**Problem details**:
Pull out every line in the entries below that contains the word "concrete", and copy each one in full.

--- START OF Supplied material ---

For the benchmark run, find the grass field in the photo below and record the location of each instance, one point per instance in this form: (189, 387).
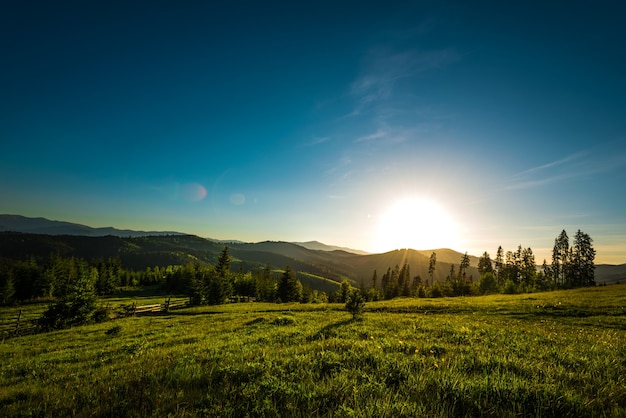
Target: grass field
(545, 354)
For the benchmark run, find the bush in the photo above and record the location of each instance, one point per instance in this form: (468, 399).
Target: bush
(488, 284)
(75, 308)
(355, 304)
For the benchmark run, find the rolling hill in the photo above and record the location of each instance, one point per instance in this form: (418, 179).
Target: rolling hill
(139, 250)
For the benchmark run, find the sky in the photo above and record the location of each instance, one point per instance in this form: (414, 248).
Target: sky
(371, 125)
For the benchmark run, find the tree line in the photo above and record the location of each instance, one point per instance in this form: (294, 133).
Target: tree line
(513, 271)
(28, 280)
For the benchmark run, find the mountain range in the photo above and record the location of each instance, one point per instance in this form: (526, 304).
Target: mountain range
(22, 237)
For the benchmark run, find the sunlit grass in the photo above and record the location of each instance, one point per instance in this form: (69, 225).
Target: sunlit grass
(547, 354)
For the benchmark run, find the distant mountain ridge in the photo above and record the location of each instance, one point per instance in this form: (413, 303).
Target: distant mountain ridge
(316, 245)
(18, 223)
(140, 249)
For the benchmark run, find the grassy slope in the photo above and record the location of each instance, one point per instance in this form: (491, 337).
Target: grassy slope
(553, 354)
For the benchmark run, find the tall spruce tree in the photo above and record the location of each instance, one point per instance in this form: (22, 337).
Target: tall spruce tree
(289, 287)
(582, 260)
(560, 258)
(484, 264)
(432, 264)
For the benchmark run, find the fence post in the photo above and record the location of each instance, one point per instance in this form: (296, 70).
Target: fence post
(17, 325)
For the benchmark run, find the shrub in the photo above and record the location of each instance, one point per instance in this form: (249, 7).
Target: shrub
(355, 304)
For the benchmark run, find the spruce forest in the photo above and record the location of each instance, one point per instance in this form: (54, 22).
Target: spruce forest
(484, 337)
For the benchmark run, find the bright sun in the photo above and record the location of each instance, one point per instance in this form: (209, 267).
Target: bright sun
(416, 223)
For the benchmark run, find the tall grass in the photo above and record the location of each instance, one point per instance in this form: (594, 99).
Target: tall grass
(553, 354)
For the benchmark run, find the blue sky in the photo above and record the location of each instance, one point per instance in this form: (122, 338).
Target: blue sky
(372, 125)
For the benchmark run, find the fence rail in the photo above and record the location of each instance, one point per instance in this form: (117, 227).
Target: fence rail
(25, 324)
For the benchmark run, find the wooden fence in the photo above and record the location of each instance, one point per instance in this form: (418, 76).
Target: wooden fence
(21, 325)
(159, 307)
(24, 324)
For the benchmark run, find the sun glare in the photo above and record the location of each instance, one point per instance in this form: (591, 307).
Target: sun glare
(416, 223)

--- END OF Supplied material ---
--- START OF Supplied material ---

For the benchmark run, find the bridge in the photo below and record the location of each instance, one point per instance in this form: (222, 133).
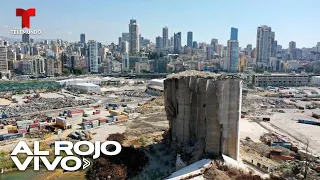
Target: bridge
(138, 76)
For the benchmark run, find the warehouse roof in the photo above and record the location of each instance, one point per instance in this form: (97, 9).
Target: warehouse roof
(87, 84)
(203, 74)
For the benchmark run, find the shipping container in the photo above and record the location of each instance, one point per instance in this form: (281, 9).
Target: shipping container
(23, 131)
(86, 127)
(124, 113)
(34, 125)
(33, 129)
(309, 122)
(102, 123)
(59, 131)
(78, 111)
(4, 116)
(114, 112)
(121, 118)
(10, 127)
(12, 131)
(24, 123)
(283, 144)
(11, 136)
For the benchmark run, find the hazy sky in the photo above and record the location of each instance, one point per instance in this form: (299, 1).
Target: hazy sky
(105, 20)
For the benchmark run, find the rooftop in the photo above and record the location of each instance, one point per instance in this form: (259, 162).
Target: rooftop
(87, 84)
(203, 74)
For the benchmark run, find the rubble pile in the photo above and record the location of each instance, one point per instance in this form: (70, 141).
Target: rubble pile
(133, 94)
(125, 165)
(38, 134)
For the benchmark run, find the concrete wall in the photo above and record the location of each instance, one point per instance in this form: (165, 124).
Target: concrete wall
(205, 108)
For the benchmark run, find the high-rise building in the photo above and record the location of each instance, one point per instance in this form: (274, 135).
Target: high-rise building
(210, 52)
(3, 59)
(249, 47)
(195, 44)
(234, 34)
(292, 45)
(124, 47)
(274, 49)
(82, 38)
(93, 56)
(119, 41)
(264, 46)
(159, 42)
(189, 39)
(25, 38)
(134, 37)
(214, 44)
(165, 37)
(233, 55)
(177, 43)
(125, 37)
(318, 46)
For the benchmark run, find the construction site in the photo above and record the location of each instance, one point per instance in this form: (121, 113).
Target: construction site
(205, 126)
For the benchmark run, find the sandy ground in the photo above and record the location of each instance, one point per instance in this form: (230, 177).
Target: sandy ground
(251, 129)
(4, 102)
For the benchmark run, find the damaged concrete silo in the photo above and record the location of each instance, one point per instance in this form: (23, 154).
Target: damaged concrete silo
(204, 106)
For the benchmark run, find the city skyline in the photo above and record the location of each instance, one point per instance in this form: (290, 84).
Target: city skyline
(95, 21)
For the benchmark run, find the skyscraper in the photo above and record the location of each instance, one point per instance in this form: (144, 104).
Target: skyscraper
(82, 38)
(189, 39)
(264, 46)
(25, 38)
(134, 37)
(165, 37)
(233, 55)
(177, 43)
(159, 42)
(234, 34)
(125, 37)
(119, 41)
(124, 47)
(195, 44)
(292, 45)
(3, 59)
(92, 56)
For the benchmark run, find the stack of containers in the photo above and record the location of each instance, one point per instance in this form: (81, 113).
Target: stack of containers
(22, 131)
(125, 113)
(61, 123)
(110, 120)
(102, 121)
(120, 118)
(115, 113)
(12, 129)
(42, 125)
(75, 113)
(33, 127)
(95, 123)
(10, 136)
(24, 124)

--- END OF Supplied material ---
--- START OF Supplied material ---

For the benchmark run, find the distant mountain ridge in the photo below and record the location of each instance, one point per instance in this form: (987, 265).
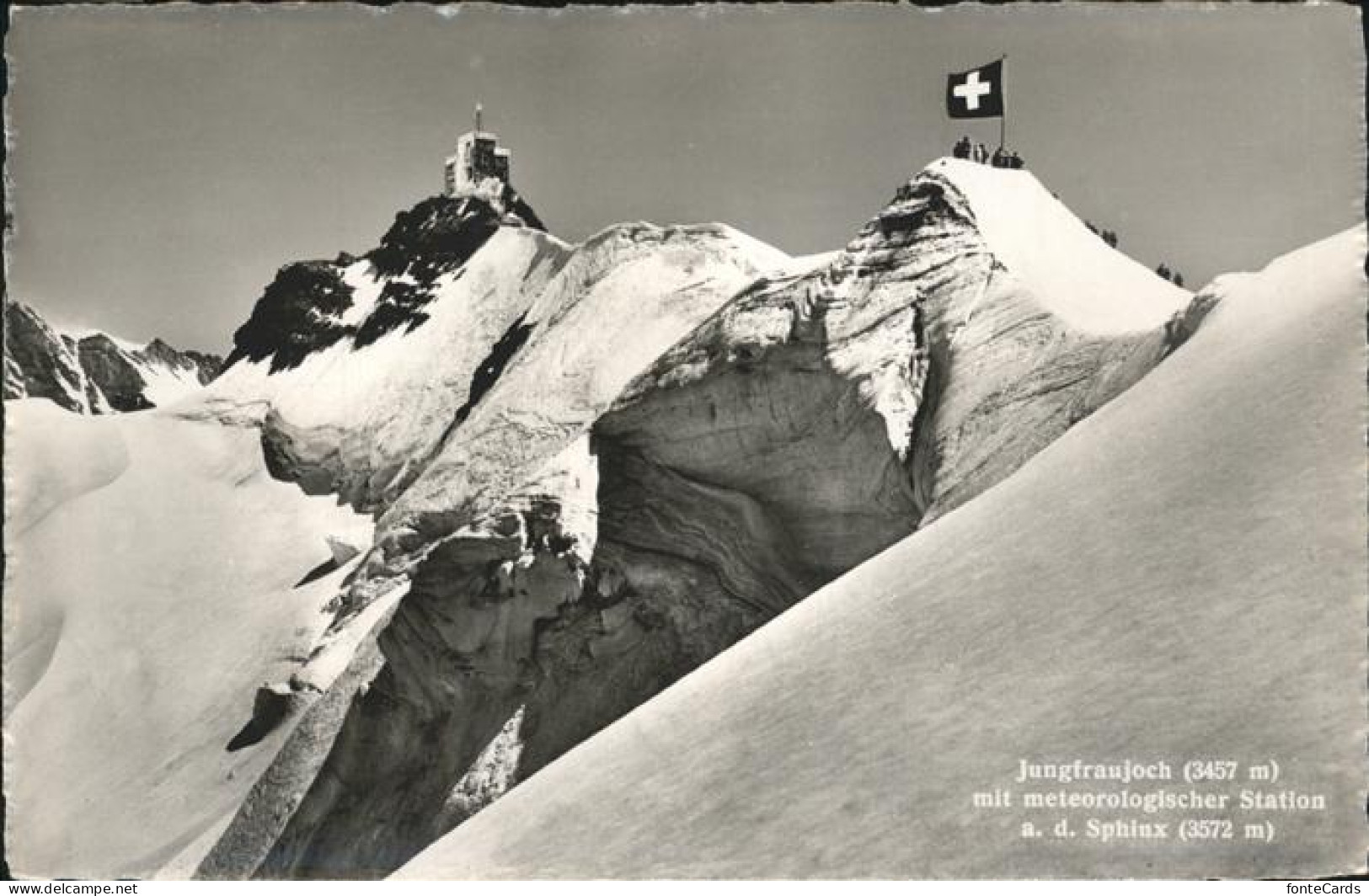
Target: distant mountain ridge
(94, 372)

--- END OF Supplied material ---

**Finished exercise**:
For the benchmark run, find the concrete wall in the photo above and record the location of each instance, one point per instance in this form: (165, 124).
Target: concrete wall
For the benchmark run, find the damaged concrete silo in the photo above and record the location of each instance, one point per instance in this form: (23, 154).
Target: damaged concrete silo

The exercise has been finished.